> _WRITTEN REQUEST 1_:
Output the stretch of the listing from its beginning through the line containing "[[106, 84]]" as a numbered list, omitting blank lines and leaving out the pictures.

> _SELECTION_:
:::
When I was first encountered to statistical topics as an undergrad, the
lecturer himself was not confident of the matter and taught a very bare subset
that consisted of linear fitting, error propagation, means and standard
deviation. Even back then I had the feeling that the equations provided were
insufficient and contained a lot of things that were not motivated or
explained.

Nowadays I can see why I was not introduced to statistics and probabilities
back then as I was introduced to algebra, analysis and quantum mechanics. The
field of statistics is complex, full of contradicting best-practices and
analytically challenging. Let alone Bayes-vs.-Frequentist, etc. In a way I
doubt that all researchers working with Poisson-distributed data once in their
life as scientists can work through the details Poissonian statistics
analytically.

Maybe an illustrative introduction would be more beneficial. I imagine people
could perform statistical experiments before working with real data and
experience first hand how misleading a small data subset can be for example,
or how fundamentally data plots can change their face. Maybe then people would
stop being overenthusiastic about their N=20 experiments.

------
peatmoss
AIC? BIC? The article mentions adjusted R^2, which would still be an
improvement over plain R^2 if you have a number of predictors in your model.

------
waps
And the mistake is here :

> Minitab calculates predicted R-squared by systematically removing each
> observation from the data set, estimating the regression equation, and
> determining how well the model predicts the removed observation. Like
> adjusted R-squared, predicted R-squared can be negative and it is always
> lower than R-squared.

(linked from the article, and better explained than anywhere in the article).

The mistake is in what is compared against what. Ideally a model would be
independent from the data entirely. This is what you get if you correctly
derive a model from first principles, and then verify that observed data
points agree. The independence is perfect and it is valid to compare the two
data sets. Any agreement builds confidence that the model is correct.
:::
> _WRITTEN REQUEST 2_:
Echo the stretch of the statistics discussion from "Maybe an illustrative" through "their N=20 experiments.".

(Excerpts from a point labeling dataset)
:::
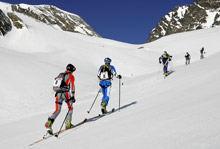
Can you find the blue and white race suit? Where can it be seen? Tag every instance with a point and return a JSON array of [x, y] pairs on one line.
[[106, 84]]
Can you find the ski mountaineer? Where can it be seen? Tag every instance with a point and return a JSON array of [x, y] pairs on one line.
[[202, 52], [165, 59], [68, 96], [188, 57], [105, 74]]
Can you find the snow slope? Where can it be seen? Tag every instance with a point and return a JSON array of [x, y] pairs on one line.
[[180, 111]]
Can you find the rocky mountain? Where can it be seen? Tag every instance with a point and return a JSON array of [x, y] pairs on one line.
[[5, 24], [47, 14], [199, 15]]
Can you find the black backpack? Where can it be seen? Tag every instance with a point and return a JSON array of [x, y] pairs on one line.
[[59, 83], [105, 73]]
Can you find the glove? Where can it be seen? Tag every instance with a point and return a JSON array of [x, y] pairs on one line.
[[119, 76], [73, 99]]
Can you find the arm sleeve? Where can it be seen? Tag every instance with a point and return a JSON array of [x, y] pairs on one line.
[[114, 71], [71, 83], [99, 72]]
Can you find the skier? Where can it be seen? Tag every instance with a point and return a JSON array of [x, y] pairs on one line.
[[68, 96], [165, 59], [202, 52], [188, 57], [105, 74]]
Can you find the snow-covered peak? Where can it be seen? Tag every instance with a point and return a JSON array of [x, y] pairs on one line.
[[199, 15], [50, 15]]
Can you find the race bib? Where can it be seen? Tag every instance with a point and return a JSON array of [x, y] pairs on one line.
[[104, 76]]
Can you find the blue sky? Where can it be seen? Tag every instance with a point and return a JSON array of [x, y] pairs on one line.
[[128, 21]]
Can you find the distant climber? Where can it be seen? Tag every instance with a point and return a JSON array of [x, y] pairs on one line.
[[188, 57], [165, 59]]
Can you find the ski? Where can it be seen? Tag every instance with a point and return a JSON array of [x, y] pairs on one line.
[[109, 112], [101, 115], [56, 134]]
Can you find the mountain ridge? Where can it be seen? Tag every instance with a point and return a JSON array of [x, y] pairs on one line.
[[48, 14], [199, 15]]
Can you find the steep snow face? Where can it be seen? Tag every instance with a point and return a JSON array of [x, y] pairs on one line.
[[199, 15], [52, 16]]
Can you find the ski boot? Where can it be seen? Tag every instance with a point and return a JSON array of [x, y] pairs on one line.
[[166, 74], [104, 111], [48, 125], [69, 125]]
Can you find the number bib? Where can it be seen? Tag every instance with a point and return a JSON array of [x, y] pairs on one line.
[[104, 76]]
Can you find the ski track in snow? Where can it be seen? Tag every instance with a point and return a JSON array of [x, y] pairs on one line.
[[180, 111]]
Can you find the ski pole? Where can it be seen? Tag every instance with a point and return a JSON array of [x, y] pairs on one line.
[[94, 101], [119, 94], [56, 135]]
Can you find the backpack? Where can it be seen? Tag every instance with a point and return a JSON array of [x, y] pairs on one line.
[[59, 83], [105, 73]]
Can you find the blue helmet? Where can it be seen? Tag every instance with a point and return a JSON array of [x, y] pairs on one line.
[[107, 61]]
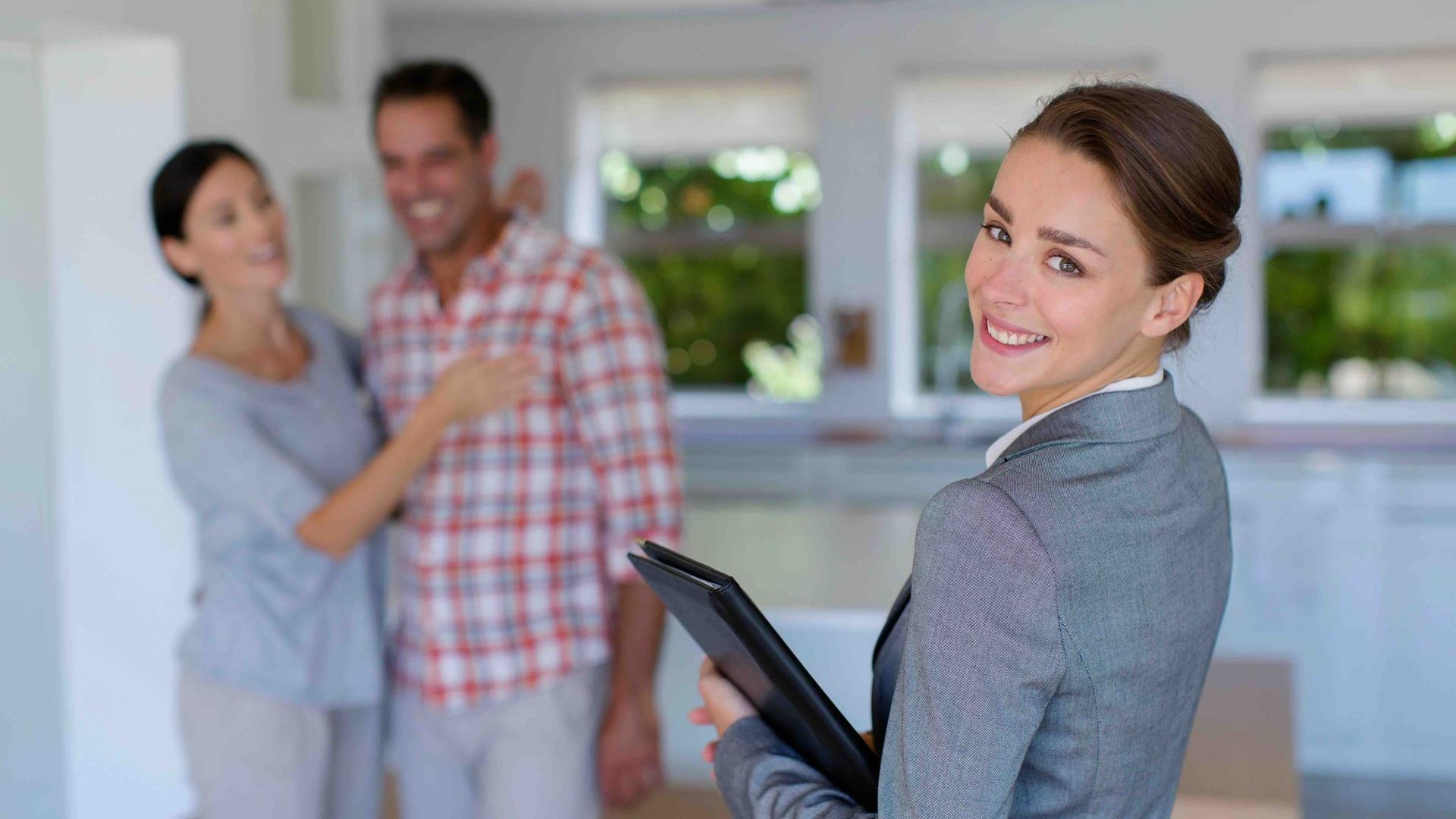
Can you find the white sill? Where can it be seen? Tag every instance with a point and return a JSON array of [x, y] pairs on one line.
[[1365, 413], [707, 404]]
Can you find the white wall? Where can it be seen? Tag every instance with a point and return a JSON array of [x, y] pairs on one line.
[[96, 569], [31, 713], [855, 55], [121, 537]]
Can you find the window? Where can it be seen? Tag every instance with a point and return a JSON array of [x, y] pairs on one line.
[[1357, 194], [705, 191], [313, 52], [957, 130]]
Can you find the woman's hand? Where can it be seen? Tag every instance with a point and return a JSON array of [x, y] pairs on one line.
[[476, 385], [723, 706]]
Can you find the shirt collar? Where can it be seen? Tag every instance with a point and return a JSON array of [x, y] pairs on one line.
[[1126, 385]]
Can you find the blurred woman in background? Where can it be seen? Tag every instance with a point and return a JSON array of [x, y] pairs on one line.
[[274, 444]]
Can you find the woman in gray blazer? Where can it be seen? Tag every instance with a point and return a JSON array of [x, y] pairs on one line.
[[1049, 651]]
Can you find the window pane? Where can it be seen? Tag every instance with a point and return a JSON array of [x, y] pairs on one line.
[[313, 52], [1362, 322], [711, 305], [718, 246], [952, 188], [1324, 171]]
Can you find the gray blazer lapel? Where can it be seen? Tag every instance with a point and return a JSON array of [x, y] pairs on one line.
[[1109, 417]]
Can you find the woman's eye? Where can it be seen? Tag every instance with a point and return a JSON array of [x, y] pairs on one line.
[[1065, 264], [998, 234]]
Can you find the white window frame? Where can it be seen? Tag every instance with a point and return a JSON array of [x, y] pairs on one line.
[[585, 222], [1397, 91], [957, 414]]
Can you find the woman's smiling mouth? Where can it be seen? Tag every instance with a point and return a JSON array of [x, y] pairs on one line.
[[1009, 341]]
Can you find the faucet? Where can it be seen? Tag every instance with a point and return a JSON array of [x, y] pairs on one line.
[[951, 354]]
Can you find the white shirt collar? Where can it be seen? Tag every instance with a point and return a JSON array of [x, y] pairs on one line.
[[1136, 382]]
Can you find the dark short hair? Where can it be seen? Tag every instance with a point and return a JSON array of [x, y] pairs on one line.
[[437, 77], [177, 181], [1172, 165]]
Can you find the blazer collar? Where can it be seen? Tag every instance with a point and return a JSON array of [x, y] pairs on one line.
[[1109, 417]]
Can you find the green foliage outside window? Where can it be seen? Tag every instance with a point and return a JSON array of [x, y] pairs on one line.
[[1376, 316], [718, 246], [711, 305], [1370, 321]]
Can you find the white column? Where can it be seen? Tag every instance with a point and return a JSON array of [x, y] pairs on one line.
[[123, 541], [31, 711]]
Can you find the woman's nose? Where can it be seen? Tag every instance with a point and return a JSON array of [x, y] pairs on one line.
[[1006, 283]]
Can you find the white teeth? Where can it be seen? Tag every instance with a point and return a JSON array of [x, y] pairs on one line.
[[427, 209], [1012, 338]]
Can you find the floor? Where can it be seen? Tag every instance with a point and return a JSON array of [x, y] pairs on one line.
[[1343, 798]]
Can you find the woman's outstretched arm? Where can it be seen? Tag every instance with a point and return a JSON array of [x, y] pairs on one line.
[[982, 661]]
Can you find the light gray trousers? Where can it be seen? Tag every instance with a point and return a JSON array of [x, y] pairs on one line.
[[253, 757], [529, 757]]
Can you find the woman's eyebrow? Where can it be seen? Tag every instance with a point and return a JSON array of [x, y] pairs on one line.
[[999, 207], [1063, 238]]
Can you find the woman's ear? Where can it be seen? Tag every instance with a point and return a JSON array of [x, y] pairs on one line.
[[1172, 303], [180, 257]]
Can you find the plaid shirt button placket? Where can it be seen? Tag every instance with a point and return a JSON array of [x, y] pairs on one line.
[[522, 521]]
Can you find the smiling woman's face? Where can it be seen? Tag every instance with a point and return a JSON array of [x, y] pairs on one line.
[[1059, 281]]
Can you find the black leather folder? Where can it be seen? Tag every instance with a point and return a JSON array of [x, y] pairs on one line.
[[736, 635]]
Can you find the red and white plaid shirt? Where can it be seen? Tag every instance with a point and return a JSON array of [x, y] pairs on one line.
[[516, 531]]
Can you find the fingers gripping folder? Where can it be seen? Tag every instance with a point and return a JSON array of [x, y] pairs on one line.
[[747, 651]]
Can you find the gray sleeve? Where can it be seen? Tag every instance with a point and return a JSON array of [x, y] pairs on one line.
[[982, 661], [221, 461]]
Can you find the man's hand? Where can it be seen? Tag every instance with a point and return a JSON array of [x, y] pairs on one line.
[[723, 706], [629, 763], [526, 191]]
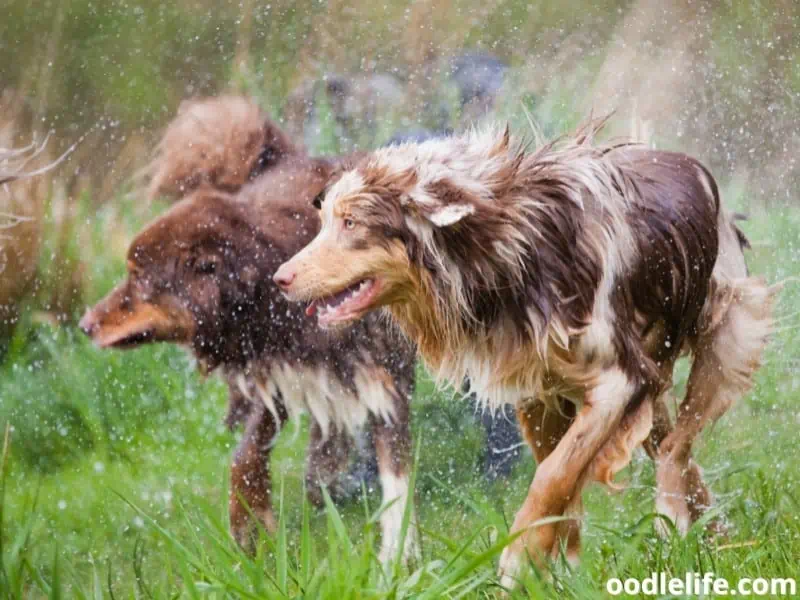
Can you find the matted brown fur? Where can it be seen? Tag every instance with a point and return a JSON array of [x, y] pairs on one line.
[[222, 142], [201, 276], [576, 272]]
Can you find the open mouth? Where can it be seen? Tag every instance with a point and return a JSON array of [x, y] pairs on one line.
[[124, 341], [346, 305]]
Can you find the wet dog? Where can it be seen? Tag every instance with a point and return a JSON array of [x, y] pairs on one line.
[[200, 276], [565, 281]]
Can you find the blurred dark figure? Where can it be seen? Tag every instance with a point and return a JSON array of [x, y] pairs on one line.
[[478, 76], [357, 106]]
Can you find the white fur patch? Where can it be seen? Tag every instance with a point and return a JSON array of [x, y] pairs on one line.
[[314, 391], [448, 215], [395, 489]]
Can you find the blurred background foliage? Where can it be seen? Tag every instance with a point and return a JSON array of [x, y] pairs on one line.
[[718, 79]]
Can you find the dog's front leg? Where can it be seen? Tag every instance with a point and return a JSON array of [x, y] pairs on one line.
[[250, 478], [560, 476], [393, 450]]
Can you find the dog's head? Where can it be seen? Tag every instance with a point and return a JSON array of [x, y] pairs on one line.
[[221, 142], [200, 275], [384, 225]]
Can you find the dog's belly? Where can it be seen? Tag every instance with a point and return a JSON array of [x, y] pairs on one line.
[[318, 392]]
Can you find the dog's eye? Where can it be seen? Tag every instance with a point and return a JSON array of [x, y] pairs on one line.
[[206, 267]]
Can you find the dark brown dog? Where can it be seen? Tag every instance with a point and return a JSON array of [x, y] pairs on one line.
[[223, 143], [200, 276]]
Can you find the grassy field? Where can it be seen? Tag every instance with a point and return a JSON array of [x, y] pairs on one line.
[[114, 482]]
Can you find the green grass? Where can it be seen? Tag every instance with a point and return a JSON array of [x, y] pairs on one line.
[[115, 483]]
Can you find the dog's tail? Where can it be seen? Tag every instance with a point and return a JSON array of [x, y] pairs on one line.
[[744, 243], [222, 142]]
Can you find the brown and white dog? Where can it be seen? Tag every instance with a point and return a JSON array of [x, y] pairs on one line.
[[201, 276], [566, 281]]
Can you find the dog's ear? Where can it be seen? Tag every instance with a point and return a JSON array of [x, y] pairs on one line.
[[443, 203]]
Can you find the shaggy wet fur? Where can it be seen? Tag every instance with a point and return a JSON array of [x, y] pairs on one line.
[[200, 276], [565, 281]]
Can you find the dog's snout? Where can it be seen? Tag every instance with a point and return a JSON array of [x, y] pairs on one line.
[[284, 277], [88, 323]]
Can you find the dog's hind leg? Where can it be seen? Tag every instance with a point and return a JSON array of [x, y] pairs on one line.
[[327, 458], [677, 496], [392, 440], [726, 355], [560, 476], [250, 477], [543, 427]]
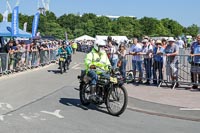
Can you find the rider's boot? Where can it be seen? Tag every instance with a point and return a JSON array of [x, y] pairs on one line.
[[93, 92]]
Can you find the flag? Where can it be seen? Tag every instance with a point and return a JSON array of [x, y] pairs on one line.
[[35, 24], [25, 26], [66, 37], [15, 21]]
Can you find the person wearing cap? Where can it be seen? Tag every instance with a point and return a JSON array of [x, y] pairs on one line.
[[96, 63], [195, 64], [147, 51], [171, 52], [136, 50], [158, 52], [122, 59]]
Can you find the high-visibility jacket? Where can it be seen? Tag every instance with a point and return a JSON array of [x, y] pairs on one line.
[[100, 60], [74, 45]]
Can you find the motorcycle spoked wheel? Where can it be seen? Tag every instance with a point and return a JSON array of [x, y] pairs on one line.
[[116, 100], [83, 94], [61, 67]]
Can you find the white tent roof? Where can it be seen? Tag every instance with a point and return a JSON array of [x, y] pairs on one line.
[[84, 37], [116, 38]]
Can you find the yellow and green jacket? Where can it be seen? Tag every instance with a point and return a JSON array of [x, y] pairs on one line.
[[98, 59]]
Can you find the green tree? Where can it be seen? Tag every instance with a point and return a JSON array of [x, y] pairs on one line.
[[152, 27], [102, 25], [192, 30], [174, 28]]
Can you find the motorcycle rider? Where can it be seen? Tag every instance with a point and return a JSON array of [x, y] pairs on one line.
[[96, 63], [64, 50], [69, 54]]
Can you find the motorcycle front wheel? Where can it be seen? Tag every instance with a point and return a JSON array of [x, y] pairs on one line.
[[61, 67], [84, 94], [116, 100]]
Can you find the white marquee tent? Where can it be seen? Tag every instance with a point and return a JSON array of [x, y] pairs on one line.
[[84, 37], [116, 38]]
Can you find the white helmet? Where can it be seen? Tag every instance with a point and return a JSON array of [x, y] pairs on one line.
[[99, 43]]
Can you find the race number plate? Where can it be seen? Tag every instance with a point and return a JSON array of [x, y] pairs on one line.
[[62, 59], [113, 79]]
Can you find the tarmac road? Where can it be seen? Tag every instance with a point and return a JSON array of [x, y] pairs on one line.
[[44, 101]]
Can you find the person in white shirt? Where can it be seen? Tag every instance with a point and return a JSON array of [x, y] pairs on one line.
[[136, 50], [147, 51]]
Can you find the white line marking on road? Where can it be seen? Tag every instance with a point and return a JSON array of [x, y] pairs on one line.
[[190, 109], [55, 113], [25, 117], [75, 66], [5, 106]]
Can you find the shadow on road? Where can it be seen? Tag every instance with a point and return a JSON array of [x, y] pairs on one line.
[[77, 103]]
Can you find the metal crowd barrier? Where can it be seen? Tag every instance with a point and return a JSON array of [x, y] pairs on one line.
[[182, 67], [20, 61]]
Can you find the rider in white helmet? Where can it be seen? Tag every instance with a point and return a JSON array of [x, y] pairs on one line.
[[96, 62]]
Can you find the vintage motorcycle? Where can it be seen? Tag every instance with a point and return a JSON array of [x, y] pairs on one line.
[[109, 90], [62, 63]]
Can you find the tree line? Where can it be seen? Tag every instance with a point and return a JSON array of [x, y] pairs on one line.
[[91, 24]]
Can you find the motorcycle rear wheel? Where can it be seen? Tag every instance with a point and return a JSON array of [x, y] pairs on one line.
[[61, 67], [83, 94], [117, 100]]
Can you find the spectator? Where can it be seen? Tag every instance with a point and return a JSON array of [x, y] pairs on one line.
[[195, 65], [135, 50], [171, 52], [147, 51], [158, 62], [122, 59]]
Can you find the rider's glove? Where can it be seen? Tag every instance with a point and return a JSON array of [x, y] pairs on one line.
[[92, 67]]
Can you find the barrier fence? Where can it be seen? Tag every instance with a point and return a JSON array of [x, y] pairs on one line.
[[179, 73], [19, 61]]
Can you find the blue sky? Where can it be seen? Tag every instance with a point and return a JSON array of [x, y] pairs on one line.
[[185, 12]]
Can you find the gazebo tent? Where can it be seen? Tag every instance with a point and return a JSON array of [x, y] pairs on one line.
[[6, 33], [84, 37]]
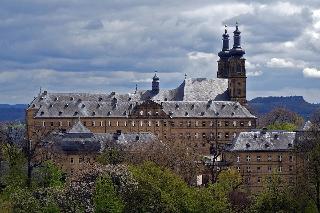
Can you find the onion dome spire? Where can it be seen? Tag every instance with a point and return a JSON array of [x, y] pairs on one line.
[[237, 49], [224, 53], [155, 83]]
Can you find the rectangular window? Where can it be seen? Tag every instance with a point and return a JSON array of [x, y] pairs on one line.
[[290, 168], [291, 158], [269, 158], [259, 180], [219, 135], [226, 135], [203, 135], [248, 169]]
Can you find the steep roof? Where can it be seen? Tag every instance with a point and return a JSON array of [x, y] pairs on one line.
[[263, 141]]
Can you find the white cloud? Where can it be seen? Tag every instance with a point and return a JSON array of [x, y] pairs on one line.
[[280, 63], [254, 73], [311, 72]]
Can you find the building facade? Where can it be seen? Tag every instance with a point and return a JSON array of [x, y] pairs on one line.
[[258, 154], [200, 111]]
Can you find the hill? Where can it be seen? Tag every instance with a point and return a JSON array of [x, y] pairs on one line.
[[263, 105]]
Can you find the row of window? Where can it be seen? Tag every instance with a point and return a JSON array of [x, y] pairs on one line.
[[250, 180], [269, 158], [269, 168], [203, 135], [149, 123]]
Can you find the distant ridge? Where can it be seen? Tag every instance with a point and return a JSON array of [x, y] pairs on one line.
[[12, 112], [262, 105]]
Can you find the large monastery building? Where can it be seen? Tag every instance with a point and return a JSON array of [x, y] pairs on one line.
[[202, 112]]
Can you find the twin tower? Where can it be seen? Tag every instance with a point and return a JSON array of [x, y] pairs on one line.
[[231, 66]]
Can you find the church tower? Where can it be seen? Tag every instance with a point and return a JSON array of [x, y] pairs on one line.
[[223, 63], [155, 84], [237, 71]]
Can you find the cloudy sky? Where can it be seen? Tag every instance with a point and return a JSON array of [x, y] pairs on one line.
[[111, 45]]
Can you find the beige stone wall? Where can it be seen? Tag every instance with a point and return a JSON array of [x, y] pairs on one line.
[[255, 167], [199, 131]]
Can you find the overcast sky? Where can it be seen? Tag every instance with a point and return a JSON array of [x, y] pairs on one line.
[[111, 45]]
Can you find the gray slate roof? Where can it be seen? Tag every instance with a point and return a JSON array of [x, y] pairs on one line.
[[193, 98], [267, 141]]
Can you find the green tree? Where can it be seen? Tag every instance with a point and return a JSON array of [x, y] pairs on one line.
[[106, 198], [112, 155], [49, 175], [275, 197]]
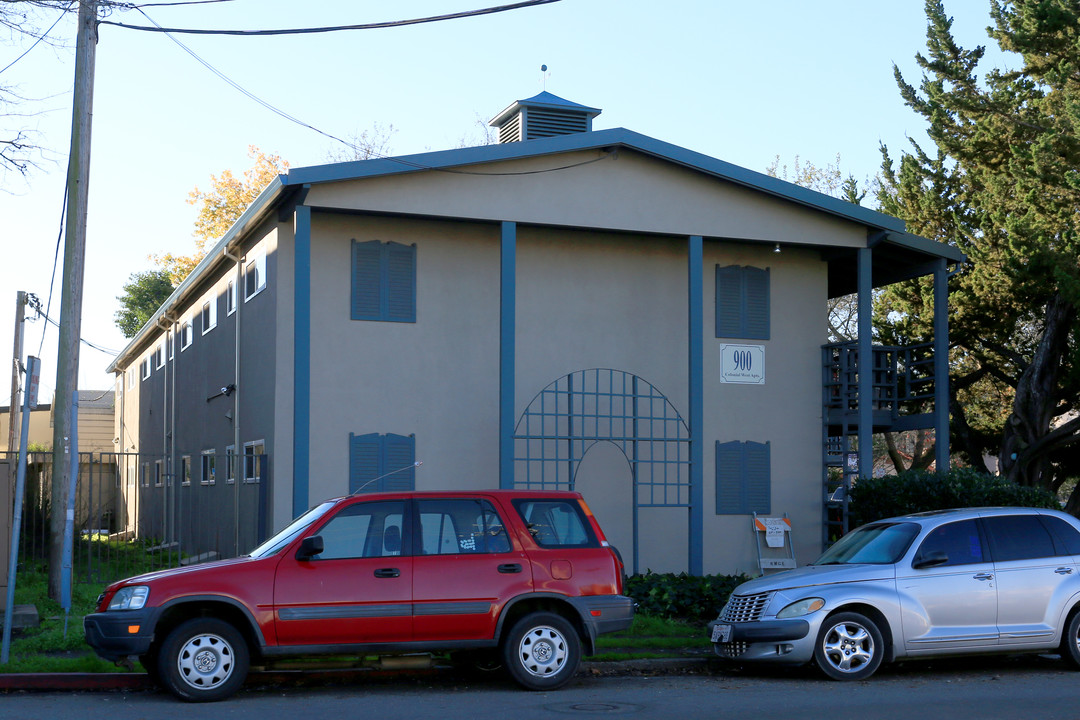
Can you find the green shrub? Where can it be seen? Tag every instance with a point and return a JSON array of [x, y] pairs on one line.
[[680, 596], [917, 491]]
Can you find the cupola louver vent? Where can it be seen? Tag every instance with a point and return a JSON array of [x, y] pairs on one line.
[[542, 116]]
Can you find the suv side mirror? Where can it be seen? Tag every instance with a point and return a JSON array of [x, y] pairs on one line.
[[931, 559], [310, 547]]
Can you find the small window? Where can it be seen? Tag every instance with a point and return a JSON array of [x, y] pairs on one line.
[[186, 335], [230, 464], [364, 530], [959, 541], [743, 478], [255, 276], [556, 522], [742, 302], [381, 463], [1018, 538], [208, 467], [383, 282], [454, 527], [210, 315], [1065, 535], [254, 459]]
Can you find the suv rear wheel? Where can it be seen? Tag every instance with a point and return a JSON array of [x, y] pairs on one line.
[[203, 660], [542, 651]]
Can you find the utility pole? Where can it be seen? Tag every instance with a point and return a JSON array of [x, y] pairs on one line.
[[8, 481], [65, 445]]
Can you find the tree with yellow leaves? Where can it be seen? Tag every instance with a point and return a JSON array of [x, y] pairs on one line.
[[219, 207]]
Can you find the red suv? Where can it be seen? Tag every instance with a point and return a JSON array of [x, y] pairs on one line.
[[526, 579]]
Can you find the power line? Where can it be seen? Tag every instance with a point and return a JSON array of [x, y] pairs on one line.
[[334, 28], [40, 38], [301, 123]]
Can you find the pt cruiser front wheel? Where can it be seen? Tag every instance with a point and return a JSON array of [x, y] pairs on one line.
[[849, 647]]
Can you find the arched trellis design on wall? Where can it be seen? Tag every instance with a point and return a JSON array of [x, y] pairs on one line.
[[583, 408]]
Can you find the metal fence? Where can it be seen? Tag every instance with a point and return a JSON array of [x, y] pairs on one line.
[[133, 514]]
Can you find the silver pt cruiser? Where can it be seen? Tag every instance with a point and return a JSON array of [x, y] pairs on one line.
[[989, 580]]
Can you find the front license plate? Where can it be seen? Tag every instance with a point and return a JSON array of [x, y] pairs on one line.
[[721, 634]]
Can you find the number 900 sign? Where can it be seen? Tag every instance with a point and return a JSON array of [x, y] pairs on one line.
[[742, 364]]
:::
> _RESULT 1_:
1. Can you find the blue and white race suit? Where can it be seen? Tag every instance with a point and return a JSON array of [x, y] pairs on one line.
2. [[106, 84]]

> _RESULT 2_:
Maybe an illustrative introduction would be more beneficial. I imagine people
could perform statistical experiments before working with real data and
experience first hand how misleading a small data subset can be for example,
or how fundamentally data plots can change their face. Maybe then people would
stop being overenthusiastic about their N=20 experiments.